▶ [GIVEN INFORMATION]:
· · · · ·

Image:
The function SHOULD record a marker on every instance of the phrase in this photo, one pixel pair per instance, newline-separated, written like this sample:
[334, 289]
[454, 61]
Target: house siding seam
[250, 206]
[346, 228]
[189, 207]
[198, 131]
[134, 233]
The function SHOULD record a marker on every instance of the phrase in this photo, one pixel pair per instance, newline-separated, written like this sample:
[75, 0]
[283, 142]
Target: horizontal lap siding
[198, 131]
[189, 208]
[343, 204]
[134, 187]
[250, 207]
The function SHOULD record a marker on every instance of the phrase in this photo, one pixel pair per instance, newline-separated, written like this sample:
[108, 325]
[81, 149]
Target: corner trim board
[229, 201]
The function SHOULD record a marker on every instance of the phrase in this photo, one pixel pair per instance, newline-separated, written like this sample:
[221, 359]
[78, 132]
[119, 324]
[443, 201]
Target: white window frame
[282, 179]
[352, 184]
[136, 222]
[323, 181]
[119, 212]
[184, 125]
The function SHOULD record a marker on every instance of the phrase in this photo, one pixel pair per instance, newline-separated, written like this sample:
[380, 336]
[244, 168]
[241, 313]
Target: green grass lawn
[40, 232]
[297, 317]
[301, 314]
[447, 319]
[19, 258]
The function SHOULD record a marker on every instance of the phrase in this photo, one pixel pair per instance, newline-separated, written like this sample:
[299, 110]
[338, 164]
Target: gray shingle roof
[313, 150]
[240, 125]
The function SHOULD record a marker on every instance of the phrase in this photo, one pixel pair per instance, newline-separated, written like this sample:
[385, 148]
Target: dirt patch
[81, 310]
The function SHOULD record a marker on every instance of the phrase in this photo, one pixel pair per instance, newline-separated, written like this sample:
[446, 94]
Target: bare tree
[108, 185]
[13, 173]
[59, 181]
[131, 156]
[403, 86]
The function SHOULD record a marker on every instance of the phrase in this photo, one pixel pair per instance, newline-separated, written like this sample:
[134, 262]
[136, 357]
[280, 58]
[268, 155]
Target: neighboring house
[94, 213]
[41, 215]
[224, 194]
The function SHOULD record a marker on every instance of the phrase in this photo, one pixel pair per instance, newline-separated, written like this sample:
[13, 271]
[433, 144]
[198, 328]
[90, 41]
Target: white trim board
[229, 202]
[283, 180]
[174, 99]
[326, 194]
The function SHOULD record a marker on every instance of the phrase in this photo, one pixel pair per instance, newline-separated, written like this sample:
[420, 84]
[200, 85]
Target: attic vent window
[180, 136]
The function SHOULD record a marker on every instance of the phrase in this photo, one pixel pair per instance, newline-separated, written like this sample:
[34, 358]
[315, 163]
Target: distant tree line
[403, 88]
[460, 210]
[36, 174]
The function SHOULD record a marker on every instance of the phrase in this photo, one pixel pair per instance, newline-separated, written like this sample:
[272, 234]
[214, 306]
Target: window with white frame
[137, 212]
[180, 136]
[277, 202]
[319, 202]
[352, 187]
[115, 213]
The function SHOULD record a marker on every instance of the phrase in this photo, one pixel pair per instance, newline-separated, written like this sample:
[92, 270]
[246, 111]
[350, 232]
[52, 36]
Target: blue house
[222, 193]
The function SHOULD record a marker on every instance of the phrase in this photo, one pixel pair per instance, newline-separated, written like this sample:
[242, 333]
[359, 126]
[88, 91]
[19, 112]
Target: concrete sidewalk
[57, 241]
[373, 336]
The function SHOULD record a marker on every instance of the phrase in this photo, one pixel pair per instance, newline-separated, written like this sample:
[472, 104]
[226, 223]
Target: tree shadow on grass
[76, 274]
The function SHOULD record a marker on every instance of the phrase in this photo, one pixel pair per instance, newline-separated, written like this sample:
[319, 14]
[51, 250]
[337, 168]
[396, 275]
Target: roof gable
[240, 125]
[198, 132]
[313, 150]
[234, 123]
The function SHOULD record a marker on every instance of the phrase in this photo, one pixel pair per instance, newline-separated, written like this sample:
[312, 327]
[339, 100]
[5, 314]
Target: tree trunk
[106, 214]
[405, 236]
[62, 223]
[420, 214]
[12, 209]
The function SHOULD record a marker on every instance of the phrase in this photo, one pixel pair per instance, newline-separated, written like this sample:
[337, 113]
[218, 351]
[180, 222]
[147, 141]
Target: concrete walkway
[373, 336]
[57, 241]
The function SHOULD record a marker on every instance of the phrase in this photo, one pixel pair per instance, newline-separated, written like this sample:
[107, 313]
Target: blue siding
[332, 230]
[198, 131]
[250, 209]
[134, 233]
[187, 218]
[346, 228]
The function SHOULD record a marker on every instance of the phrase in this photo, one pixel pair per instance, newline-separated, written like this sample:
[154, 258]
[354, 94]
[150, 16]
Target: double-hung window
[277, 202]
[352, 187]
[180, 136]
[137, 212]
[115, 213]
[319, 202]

· · · · ·

▶ [PROBLEM STATEMENT]:
Once you have read the records above, output each of them verbatim.

▶ [SOLUTION FOR THIS TASK]:
Image:
The function SHOULD record a marker on every instance of the phrase in this photo, one pixel pair per instance, newline-separated, written like this sample:
[334, 289]
[454, 61]
Target: house siding seam
[250, 206]
[346, 228]
[189, 207]
[198, 131]
[134, 233]
The function SHOULD record a marker on every instance of the phrase in this photo, one pixel pair per instance, newline-separated, written like this sample:
[75, 0]
[283, 142]
Target: horizontal lap siding
[198, 131]
[189, 208]
[343, 204]
[134, 187]
[250, 207]
The function SHOULD record a marker on every instance of the phrase in this photo, one pixel pair per instance, newline-separated, written like this sample:
[108, 325]
[81, 149]
Target: corner trim board
[229, 201]
The function SHOULD record a marker on every instance of the phrase in this photo, one pixel pair per instance, newline-separated, written like this sample:
[221, 359]
[78, 132]
[119, 324]
[443, 201]
Target: white window frame
[282, 179]
[352, 184]
[136, 222]
[323, 181]
[119, 212]
[184, 125]
The function SHOULD record a marker on every instance of the phrase in this photo, one pixel pair per instance, newline-separated, written like this sample:
[380, 336]
[244, 168]
[241, 313]
Target: green grass lawn
[40, 232]
[297, 317]
[301, 314]
[447, 319]
[19, 258]
The function SHOULD record a marker on every instance of the phrase in this photo, one pixel pair per instance, newline-separated, written like this sample:
[299, 110]
[338, 164]
Target: gray shingle roof
[313, 150]
[240, 125]
The function SHOULD record a marker on every instance of the phrase in this photo, one pixel pair per instance, newline-separated, written like this sample:
[385, 148]
Target: dirt patch
[81, 310]
The function SHOULD record a marker on every instance of the phrase in this photo, one pixel pair per instance, newline-separated, written like this sample:
[446, 94]
Target: bare tree
[108, 185]
[13, 173]
[59, 181]
[131, 156]
[403, 86]
The function SHOULD record a marker on every instance of the phrase in this photo, one pixel pair per instance, newline-separated, written like this sample:
[134, 262]
[136, 357]
[280, 58]
[268, 155]
Target: neighboring house
[94, 213]
[41, 215]
[224, 194]
The function SHOULD record a marker on every instance of the phrase in this photo, one pixel pair per instance, newline-separated, written like this sample:
[13, 271]
[433, 144]
[198, 328]
[90, 41]
Target: white trim board
[229, 202]
[283, 180]
[174, 99]
[326, 194]
The function SHOULD record a marker on every instance of the phrase in this photo, one pixel pair per instance, newline-separated, written like this sample:
[420, 84]
[200, 85]
Target: attic vent window
[180, 136]
The function SHOULD record a marker on every instance of the phrase in this photo, one pixel pair per instance, newline-separated, written like this sample:
[34, 358]
[315, 163]
Target: distant tree line
[403, 88]
[460, 210]
[36, 174]
The function SHOULD record a marker on every instance of the phrase in this photo, one pixel pair per instance, newline-separated, written like this sample:
[272, 234]
[214, 306]
Target: window with white frame
[137, 212]
[180, 136]
[277, 202]
[319, 202]
[352, 187]
[115, 213]
The function SHOULD record a marker on every instance of the phrase in this photo, one pixel pair per instance, newline-separated, written like this sample:
[92, 270]
[246, 111]
[350, 232]
[52, 36]
Target: blue house
[222, 193]
The function SHOULD record a marker on every instance of the phrase in this photo, one pixel pair per instance, newline-separated, written like this sample:
[242, 333]
[359, 126]
[88, 91]
[19, 112]
Target: concrete sidewalk
[57, 241]
[373, 336]
The function SHOULD record a marker on every instance of the phrase in this photo, one pixel pair per instance, newline-separated, written like this sample:
[472, 104]
[226, 223]
Target: tree shadow on grass
[76, 274]
The function SHOULD record a marker on every instance of the phrase in this photo, one pixel pair per instance, newline-separated, written like this sample:
[319, 14]
[51, 250]
[337, 168]
[396, 275]
Target: roof gable
[240, 125]
[198, 132]
[313, 150]
[234, 123]
The function SHOULD record a marker on every instance of the phrase in this photo, one pixel pair per instance, newline-separated, written like this sample:
[312, 327]
[339, 100]
[5, 314]
Target: tree trunk
[106, 214]
[405, 236]
[62, 223]
[420, 214]
[12, 209]
The function SHOULD record a marker on every instance of the phrase in this photo, one pixel pair per instance, newline-separated, written like this sample:
[337, 113]
[218, 351]
[180, 222]
[147, 141]
Target: concrete walkway
[373, 336]
[57, 241]
The function SHOULD record a marker on every instance of the phrase in this photo, one pixel pair per instance, newline-separated, written like this sample:
[107, 313]
Target: blue siding
[332, 230]
[198, 131]
[250, 209]
[134, 233]
[187, 218]
[346, 228]
The function SHOULD record a marker on every instance of the phrase in this photo, one pixel pair per instance, newline-separated, written like this sample:
[154, 258]
[354, 94]
[150, 16]
Target: double-hung window
[277, 202]
[352, 187]
[180, 136]
[137, 212]
[115, 213]
[319, 202]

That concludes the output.